### [PROBLEM DESCRIPTION]
In the data that follows, find each line containing "white" and copy it.

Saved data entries

----

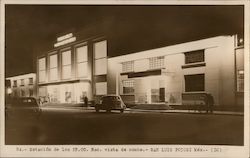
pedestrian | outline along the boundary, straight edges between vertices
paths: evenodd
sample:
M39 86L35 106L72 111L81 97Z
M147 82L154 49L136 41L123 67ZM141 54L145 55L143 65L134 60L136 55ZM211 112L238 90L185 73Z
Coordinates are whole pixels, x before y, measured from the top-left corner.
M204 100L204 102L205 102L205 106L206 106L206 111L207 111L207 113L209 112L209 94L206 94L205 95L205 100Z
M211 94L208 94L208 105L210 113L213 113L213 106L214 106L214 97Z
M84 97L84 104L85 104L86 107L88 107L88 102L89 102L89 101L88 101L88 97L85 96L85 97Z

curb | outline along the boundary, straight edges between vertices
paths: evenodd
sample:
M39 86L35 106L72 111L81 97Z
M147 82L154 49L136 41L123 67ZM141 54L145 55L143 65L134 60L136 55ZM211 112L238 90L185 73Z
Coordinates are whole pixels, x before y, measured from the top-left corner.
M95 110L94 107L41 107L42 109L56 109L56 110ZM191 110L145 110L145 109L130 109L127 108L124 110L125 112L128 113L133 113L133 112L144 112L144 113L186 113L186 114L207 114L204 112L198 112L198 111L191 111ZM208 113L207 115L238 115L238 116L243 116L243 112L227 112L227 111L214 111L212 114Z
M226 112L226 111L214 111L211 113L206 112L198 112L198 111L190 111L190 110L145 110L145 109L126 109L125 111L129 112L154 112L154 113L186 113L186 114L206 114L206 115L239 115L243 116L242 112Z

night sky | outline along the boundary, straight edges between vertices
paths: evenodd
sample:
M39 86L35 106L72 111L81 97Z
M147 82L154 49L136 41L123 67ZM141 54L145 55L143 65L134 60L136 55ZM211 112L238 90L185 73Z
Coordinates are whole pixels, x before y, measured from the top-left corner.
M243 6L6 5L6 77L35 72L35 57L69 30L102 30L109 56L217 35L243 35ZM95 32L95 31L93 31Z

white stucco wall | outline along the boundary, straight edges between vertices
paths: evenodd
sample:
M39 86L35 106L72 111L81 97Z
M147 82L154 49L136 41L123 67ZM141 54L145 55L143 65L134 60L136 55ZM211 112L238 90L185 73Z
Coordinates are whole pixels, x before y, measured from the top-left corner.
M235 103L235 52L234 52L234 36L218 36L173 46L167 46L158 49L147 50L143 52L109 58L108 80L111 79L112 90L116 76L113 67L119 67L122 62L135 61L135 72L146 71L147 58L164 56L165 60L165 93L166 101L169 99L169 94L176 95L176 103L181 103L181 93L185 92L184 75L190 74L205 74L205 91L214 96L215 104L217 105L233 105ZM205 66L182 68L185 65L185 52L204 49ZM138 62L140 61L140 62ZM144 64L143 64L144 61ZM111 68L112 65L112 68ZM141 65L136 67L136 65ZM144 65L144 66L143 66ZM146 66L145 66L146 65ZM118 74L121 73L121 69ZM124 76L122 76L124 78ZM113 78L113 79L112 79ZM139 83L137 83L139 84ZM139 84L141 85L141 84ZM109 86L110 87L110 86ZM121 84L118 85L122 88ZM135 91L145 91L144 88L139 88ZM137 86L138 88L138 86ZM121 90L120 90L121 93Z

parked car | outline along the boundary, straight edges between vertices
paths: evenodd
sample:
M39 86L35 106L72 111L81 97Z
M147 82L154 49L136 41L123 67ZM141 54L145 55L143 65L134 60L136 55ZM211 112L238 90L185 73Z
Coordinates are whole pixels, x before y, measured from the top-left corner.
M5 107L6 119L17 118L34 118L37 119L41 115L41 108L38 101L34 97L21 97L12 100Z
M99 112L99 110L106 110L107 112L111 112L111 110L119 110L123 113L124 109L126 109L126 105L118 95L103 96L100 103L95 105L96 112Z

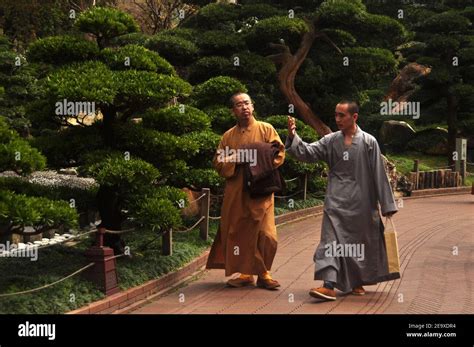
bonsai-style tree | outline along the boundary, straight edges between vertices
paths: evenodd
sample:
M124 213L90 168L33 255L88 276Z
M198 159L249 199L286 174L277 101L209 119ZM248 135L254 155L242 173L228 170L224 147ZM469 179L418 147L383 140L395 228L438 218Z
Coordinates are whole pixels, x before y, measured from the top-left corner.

----

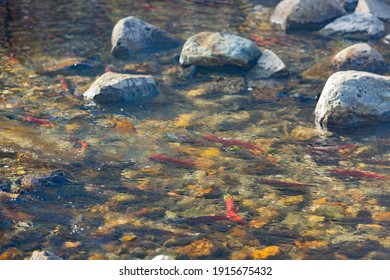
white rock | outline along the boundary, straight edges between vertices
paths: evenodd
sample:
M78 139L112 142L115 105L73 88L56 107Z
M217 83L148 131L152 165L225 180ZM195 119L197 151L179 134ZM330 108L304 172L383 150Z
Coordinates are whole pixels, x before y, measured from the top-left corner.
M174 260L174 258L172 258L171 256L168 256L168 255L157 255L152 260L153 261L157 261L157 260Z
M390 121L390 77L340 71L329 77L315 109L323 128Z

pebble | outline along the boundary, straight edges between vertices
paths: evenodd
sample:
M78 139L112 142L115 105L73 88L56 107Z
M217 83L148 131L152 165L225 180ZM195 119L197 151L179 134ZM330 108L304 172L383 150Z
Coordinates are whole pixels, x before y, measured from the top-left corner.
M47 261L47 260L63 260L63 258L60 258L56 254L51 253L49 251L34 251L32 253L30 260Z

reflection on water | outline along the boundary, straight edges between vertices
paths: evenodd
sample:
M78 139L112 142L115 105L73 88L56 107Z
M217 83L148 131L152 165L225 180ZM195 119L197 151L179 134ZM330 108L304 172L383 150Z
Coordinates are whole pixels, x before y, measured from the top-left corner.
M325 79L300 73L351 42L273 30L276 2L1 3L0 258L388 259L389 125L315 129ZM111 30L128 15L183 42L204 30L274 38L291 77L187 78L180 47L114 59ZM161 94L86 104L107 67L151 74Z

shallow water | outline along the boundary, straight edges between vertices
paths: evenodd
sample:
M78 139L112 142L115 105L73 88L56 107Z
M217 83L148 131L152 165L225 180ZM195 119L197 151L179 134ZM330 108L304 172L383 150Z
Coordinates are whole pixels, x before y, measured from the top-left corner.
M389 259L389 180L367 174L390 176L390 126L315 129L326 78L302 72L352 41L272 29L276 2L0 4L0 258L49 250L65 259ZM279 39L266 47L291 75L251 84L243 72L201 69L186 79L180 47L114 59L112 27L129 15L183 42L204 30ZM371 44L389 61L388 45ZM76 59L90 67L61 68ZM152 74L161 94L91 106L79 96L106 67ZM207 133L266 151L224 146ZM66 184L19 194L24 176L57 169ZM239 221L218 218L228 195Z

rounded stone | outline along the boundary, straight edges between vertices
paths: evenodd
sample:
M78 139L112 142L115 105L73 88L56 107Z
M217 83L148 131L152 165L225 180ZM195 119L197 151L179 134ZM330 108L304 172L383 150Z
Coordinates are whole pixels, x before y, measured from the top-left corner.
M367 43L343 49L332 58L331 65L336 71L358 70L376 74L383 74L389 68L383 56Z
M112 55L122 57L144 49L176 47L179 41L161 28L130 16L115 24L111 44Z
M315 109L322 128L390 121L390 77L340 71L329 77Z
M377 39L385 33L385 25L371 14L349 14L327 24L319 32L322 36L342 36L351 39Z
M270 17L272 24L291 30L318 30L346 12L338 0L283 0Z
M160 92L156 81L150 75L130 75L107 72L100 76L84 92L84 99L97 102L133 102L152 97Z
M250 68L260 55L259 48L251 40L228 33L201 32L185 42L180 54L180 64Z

----

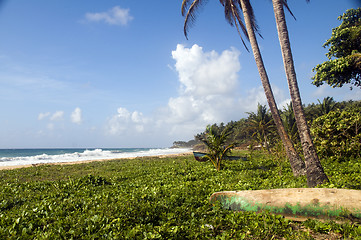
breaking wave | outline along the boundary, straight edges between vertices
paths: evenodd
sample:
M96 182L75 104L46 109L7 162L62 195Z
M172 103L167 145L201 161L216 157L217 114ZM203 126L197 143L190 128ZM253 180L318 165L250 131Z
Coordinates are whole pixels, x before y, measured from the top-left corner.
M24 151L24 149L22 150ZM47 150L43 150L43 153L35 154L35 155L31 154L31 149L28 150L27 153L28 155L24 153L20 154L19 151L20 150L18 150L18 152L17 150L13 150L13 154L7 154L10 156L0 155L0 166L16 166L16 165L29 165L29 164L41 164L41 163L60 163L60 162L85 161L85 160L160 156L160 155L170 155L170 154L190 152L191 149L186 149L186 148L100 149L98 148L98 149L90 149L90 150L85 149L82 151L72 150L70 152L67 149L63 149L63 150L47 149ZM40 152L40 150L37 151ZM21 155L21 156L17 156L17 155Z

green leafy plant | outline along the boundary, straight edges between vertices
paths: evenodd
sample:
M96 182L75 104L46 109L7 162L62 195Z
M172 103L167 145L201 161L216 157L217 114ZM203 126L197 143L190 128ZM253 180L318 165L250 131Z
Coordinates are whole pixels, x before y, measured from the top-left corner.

----

### [THE COMPLETED TASK]
white stucco wall | outline along the boundary, straight edges between vertices
white rock | outline along the boundary, straight edges between vertices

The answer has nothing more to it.